Pretty damn awesome. When I drove away from Welsh’s studio, my head was bursting with ideas and I had the music blaring.
I’ve been doing that lately: cranking up the volume and letting the music take over. It’s something I never, ever in a million years would have done even two years ago. I never really had a thing for music: never let it in; never let it move me.
I’m not sure why, except I grew up in an ultra quiet house with only classical and the unquestioned opinion that all other music was somehow not as....what?
It is so crazy to unpack my outmoded perceptions. Being in grad school is doing that: putting me in the boxing ring with my perceptions and letting the old me and the new me duke it out. It gets messy sometimes.
But the music thing has just been awesome.
It's also something I’ve found as an thread that connects many of the artist’s stories. Music is the lingua franca of the creative mind in motion, maybe. I’m getting that now; I’m feeling it wholly. I'm letting myself slip into good tunes in a way that I never entirely have, loosing myself for a few seconds, singing at the top of my lungs and grinning with the windows rolled down and the cold spring air rushing in; or running hard to a good song on the treadmill.
I'm curious what your experience with music is. And I also want to know: what music are you loving right now? I want to branch out and explore. I need some good tunes to get me through the end of the semester!
on my path
The Journey
One day you finally knew
what you had to do, and began,
though the voices around you
kept shouting
their bad advice--
though the whole house
began to tremble
and you felt the old tug
at your ankles.
"Mend my life!"
each voice cried.
But you didn't stop.
You knew what you had to do,
though the wind pried
with its stiff fingers
at the very foundations--
though their melancholy
was terrible.
It was already late
enough, and a wild night,
and the road full of fallen
branches and stones.
But little by little,
as you left their voices behind,
the stars began to burn
through the sheets of clouds,
and there was a new voice,
which you slowly
recognized as your own,
that kept you company
as you strode deeper and deeper
into the world,
determined to do
the only thing you could do--
determined to save
the only life you could save.
~ Mary Oliver
+++
Thank you, thank you for your words! I'm soaking them up as I plunge into an intense week with tight deadlines for school, facing things I don't know how to do and time constraints I don't know how to meet. I'm so excited to share this book. To make it good, and true, and beautiful. I love that it has illustrations, and can't wait to share some peaks at my process with you, just as soon as I come up to breathe again.

Dataset rows:
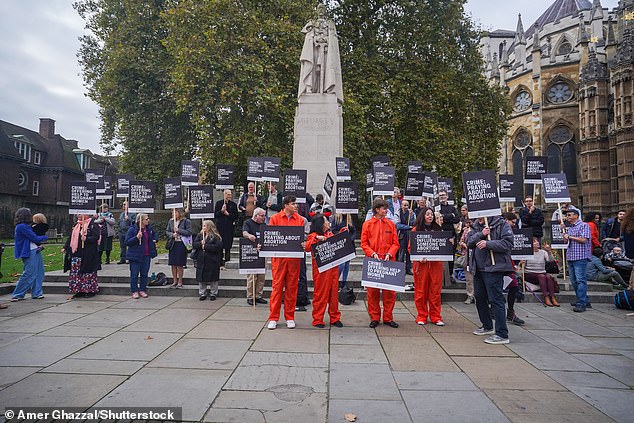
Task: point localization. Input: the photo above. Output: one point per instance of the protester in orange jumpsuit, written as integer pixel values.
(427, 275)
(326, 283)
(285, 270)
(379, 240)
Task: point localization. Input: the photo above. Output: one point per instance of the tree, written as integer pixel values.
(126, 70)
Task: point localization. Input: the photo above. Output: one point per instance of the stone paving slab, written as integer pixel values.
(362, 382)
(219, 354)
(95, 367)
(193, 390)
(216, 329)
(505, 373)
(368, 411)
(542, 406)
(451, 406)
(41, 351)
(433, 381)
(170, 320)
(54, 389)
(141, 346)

- **Exercise set**
• A. Edit the post from "It is so crazy" up to and including "just been awesome.", replacing "boxing ring" with "wrestling mat".
• B. According to the post, what was the only music played in the house where the writer grew up?

- **The responses**
• A.
It is so crazy to unpack my outmoded perceptions. Being in grad school is doing that: putting me in the wrestling mat with my perceptions and letting the old me and the new me duke it out. It gets messy sometimes.
But the music thing has just been awesome.

• B. Classical music.